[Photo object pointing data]
** BEGIN **

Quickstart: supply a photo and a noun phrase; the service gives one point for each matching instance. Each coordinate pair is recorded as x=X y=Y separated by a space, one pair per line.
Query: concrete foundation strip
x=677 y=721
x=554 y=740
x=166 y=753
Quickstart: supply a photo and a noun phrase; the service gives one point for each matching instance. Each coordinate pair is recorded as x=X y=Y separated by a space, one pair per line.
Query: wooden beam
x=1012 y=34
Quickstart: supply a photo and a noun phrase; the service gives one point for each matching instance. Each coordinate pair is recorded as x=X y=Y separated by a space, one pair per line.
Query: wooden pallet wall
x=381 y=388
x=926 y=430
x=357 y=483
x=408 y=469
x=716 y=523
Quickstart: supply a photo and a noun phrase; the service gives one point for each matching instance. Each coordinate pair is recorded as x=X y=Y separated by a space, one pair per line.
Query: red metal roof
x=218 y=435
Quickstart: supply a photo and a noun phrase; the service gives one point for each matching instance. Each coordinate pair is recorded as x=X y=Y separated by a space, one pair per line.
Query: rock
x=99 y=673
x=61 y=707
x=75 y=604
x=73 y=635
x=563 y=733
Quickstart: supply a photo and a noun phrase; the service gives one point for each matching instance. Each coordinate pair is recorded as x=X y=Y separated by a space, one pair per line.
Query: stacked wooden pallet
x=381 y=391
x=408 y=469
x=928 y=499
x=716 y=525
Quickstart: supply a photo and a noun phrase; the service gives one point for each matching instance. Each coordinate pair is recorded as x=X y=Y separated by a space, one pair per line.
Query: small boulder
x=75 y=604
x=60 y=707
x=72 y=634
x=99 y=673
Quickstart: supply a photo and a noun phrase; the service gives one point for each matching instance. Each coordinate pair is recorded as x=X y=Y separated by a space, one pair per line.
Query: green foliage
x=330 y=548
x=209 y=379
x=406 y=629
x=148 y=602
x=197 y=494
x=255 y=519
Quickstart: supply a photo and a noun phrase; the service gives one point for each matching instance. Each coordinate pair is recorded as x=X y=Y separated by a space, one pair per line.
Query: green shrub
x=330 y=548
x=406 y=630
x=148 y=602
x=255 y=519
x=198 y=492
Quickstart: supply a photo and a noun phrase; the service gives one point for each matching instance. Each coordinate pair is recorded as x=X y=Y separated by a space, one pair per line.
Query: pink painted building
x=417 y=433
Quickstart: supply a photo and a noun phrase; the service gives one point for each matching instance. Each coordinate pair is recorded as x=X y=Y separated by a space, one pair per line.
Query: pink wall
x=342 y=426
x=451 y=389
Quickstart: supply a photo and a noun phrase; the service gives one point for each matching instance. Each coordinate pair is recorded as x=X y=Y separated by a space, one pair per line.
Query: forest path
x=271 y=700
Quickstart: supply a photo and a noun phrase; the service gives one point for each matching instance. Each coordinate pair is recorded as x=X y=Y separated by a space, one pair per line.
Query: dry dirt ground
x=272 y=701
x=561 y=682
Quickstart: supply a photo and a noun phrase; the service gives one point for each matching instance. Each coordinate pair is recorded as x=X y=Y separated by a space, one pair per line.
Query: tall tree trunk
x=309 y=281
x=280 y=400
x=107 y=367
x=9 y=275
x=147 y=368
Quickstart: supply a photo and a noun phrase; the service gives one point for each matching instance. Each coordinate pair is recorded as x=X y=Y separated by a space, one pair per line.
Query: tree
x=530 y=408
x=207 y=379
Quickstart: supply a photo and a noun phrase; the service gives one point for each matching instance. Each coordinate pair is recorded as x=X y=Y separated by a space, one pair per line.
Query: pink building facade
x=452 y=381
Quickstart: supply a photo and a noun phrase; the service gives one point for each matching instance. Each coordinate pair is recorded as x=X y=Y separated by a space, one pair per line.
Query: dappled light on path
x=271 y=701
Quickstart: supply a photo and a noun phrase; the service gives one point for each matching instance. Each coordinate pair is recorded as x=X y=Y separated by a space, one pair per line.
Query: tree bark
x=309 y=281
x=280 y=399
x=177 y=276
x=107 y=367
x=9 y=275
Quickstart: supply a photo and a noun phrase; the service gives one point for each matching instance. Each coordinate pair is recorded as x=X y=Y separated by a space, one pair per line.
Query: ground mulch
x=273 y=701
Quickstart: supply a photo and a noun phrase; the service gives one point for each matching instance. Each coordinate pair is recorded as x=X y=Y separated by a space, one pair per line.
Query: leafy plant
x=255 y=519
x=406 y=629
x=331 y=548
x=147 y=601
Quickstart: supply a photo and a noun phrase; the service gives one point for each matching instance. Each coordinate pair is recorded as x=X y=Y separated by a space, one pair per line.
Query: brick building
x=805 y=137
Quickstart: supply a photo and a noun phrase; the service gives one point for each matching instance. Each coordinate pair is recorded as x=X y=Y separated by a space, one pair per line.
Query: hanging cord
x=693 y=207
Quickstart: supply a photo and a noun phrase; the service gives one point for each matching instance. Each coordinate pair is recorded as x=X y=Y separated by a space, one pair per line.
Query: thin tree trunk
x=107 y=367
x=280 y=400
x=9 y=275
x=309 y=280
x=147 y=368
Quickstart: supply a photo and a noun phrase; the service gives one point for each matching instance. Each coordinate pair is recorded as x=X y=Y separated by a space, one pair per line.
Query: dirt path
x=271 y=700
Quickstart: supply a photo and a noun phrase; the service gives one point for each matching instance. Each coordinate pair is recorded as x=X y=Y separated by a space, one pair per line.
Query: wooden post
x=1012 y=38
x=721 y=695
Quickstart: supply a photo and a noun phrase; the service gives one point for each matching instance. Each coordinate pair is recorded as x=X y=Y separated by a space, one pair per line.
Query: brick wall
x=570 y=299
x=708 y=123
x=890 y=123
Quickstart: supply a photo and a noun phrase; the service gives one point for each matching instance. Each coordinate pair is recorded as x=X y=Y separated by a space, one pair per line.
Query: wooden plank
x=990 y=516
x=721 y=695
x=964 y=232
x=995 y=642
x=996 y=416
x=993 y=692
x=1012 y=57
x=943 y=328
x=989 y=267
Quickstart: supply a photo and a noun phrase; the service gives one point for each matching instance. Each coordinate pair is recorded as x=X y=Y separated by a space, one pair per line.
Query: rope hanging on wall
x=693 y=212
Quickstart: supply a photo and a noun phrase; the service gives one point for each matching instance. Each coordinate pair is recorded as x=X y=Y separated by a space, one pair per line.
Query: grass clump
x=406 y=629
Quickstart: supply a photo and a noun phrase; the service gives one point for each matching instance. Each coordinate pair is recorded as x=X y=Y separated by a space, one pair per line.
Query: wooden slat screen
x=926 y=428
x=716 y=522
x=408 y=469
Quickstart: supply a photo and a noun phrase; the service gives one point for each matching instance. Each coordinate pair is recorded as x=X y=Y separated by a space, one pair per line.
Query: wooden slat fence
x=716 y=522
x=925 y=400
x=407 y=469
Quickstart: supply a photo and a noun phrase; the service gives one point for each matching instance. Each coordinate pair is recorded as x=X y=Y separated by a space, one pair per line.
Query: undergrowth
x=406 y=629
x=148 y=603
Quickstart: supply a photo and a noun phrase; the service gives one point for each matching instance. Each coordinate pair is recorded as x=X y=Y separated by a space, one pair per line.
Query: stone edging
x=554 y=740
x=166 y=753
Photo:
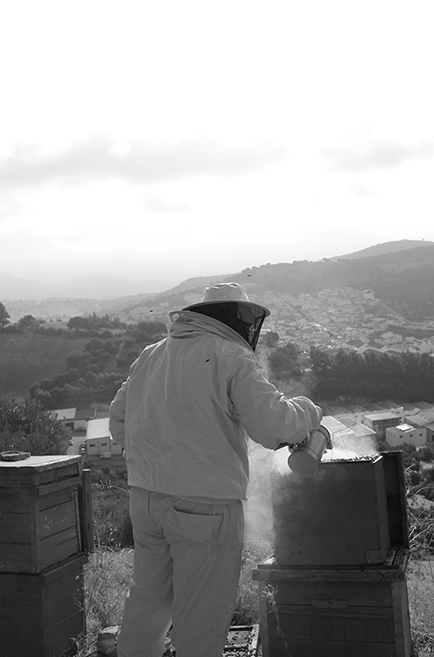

** END **

▶ [Your task]:
Reproduce the data above verbatim in its entirety, omitting the pictures.

▶ [The result]:
Quickstart: supply a photo and a noun phrase; the service gives one point for each matching instance. Each coordinate pair is recorded as x=X y=Y separated by a space, one pair per line.
Query: concrete foundation strip
x=677 y=721
x=554 y=740
x=166 y=753
Quickstart: supply a photo and a noun phrase; the service gives one point for each matching instance. Each coordinate pair is recorded as x=X y=Y separated by a space, one pair per line.
Query: wooden beam
x=1012 y=34
Quickstart: supply a photo and a noun phrase; the service gives one point for each matching instance. Each coordinate pair is recorded as x=X y=Y separated by a space, one pair per line.
Query: wooden pallet wall
x=381 y=388
x=926 y=430
x=357 y=483
x=408 y=469
x=716 y=523
Quickstart: supply a photo and a noun phrase; the service gives one point for each matching instance. Each coordinate pair is recorded as x=X y=Y separated by a space, one pair per line.
Query: red metal roof
x=218 y=435
Quickstart: supply a photo and a noun phrase; the service gives one point for each matching instance. Each coordinate pair is recorded as x=X y=Y separated by a space, one pair per line.
Query: rock
x=99 y=673
x=61 y=707
x=75 y=604
x=73 y=635
x=563 y=733
Quickstart: supply a photo and a noun phrase; the service gives one point for each matching instance. Each coordinate pair is recorded as x=X y=Y separated by a space, one pair per line.
Query: stacked wooden pallet
x=381 y=391
x=408 y=469
x=928 y=499
x=716 y=525
Quickstart: supply a photo and a noun phrase; the service gives one point for each matching instance. Each coordinate pair is recorded as x=X y=Y separated by a space, one pair per line.
Query: small boulder
x=75 y=604
x=60 y=707
x=72 y=634
x=99 y=673
Quickstart: supply a photo and a noun phrase; the service gives one point for each matching instance. Each coordinate pair is recorded as x=X y=Y separated by a space, one pair per line.
Query: green foliage
x=330 y=548
x=209 y=379
x=406 y=629
x=148 y=602
x=197 y=494
x=255 y=519
Quickstart: supply a photo and a noun phrase; the service gives one point for each matching instance. Each coordinate pair is recorded as x=X y=Y separated by a space, one pair per line.
Query: green shrub
x=330 y=548
x=406 y=630
x=148 y=602
x=255 y=519
x=198 y=492
Quickstart: supply a photo and a noun phrase; the service gives one point for each matching instance. Each coordinate pair is recorded as x=X y=Y separated by a space, one pair per line.
Query: pink painted building
x=417 y=433
Quickstart: supply a photo and a noun phrase; the service gives one point for each matching instance. Each coordinate pair is recorded as x=X y=Y separated by a space, one pair per line.
Query: pink wall
x=342 y=426
x=451 y=389
Quickstart: supply a photo and a noun phrase; the service gives one point for each matching instance. Each coordinate pair is recorded as x=X y=Y separated by a space, one pair per line.
Query: forest path
x=271 y=700
Quickstart: supply a photo and a noun phrase; the service gives one point for each matching instance. Each coordinate pair is recorded as x=X y=Y separated by a space, one pair per line.
Query: dry dirt ground
x=272 y=701
x=561 y=682
Quickstart: supply a photo and a noun phrase; the service gives one point for each matching instance. Each coordinate pair is recorded as x=X y=Y separated by a space, one pair per line.
Query: tall tree trunk
x=309 y=281
x=280 y=400
x=107 y=367
x=9 y=275
x=147 y=368
Quickstart: supply a photo and a noun phrase; the service gives one point for each matching instance. Each coordinate pair is recorded as x=X y=Y separated by a space, one pair per line.
Query: tree
x=530 y=408
x=207 y=379
Quickstart: supply a photo and a noun phrase; the service gives one point for each matching instance. Each coordinate pair is recorded as x=X y=Y separated by a space, one pair per line.
Query: pink building facade
x=452 y=381
Quickstart: supply a photo and a noun phrase; the service gives one point for each matching instance. Each coordinate pair is recorded as x=X y=Y separated by a space, one pair per line.
Query: dappled light on path
x=271 y=701
Quickstart: supply a photo and a noun phrase; the service gives one point for each matching instance. Each coordinate pair is recorded as x=X y=Y separated by a space, one pair per line.
Query: tree bark
x=309 y=281
x=280 y=399
x=177 y=276
x=107 y=367
x=9 y=275
Quickstart: supply a photo and a noun phrase; the service gives one point for each matching instance. Each coordinate pair is recorded as x=X y=Y separated by a space, one pair per line.
Query: ground mulch
x=273 y=701
Quickstart: supply a photo and a noun phrase; the service gives one point for each matching instance. Each coordinate pair is recorded as x=X y=Y separated by a space, one pair per line.
Query: leafy plant
x=255 y=519
x=406 y=629
x=331 y=548
x=147 y=601
Quickstart: supply a photo and a noun phrase; the service gives one point for each matching instance. Each coordinate pair is recorded as x=X y=Y separated by a space, one pair per line.
Query: brick building
x=805 y=137
Quickstart: supply a photo and a noun phrase; the service gives one point for each matching instance. Each coordinate pair is recorded as x=X y=Y separated by a space, one pair per line.
Query: hanging cord
x=693 y=207
Quickstart: supply a photo and a noun phrase; the service gives one point for each matching instance. Each coordinate pair is recorded as x=X y=Y separated by a space, one pair per line.
Query: thin tree trunk
x=107 y=367
x=280 y=400
x=9 y=275
x=309 y=280
x=147 y=368
Quickstart: supply a photo and a noun phrase; the service gives one point for each matching instance. Each coordinate pair is recorded as x=X y=Y separated by a space, one pair per line.
Query: dirt path
x=271 y=700
Quickstart: supply a photo and a noun phrase; the service gives one point for each matching instance. Each coordinate pair is recorded as x=X y=Y separated by a space, one pair per line.
Query: wooden post
x=1012 y=38
x=721 y=695
Quickstart: supply a photo and a noun phrase; the service gives one point for each matching instance. Each coordinate pair is recorded as x=X y=Y separated by a space, one pair per line.
Query: brick wall
x=570 y=299
x=708 y=123
x=890 y=123
Quickstart: supply a photo and a noun phrase; the service gives one point for each matching instance. Each coordinate pair is recorded as x=X y=Y separated by a space, one pair per line.
Query: wooden plank
x=990 y=516
x=721 y=695
x=964 y=232
x=995 y=642
x=996 y=416
x=993 y=692
x=1012 y=57
x=943 y=328
x=989 y=267
Quickstart: supply a photo and a noun phrase; the service gives one point for each matching instance. Each coordinate pair is recorded as x=X y=Y separated by a space, one pair per line.
Query: rope hanging on wall
x=693 y=212
Quickstart: supply a photo and a noun phrase; the service gives one point for each matching instance. Each coordinate pair is recorded as x=X y=Y separated by a space, one pair per line.
Query: grass clump
x=406 y=629
Quickstart: supply a photo and a noun phrase; the service gives one point for each matching instance. Each coordinate pair is recorded as x=X y=Y separated by a space, one pair per line.
Query: wooden slat screen
x=926 y=428
x=716 y=522
x=408 y=469
Quickstart: supply a photo and a noun phrase; the service gives one point for each matching instance. Each coordinate pair is recorded as x=X y=Y separated by a space, one pair per line.
Query: wooden slat fence
x=716 y=522
x=925 y=400
x=407 y=469
Quickstart: supply a photo and a noun phrase; the service gives one point for each matching instance. Each coordinate pair is recorded as x=X y=Y separated by a space, one pair per line.
Query: undergrowth
x=406 y=629
x=148 y=603
Quickstart: supply a photo and a noun phrase; the service gives one point for each matching instance. Each coordinate pair is recorded as x=X y=Y separated by a space, one pair per line.
Query: stone edging
x=554 y=740
x=166 y=753
Photo:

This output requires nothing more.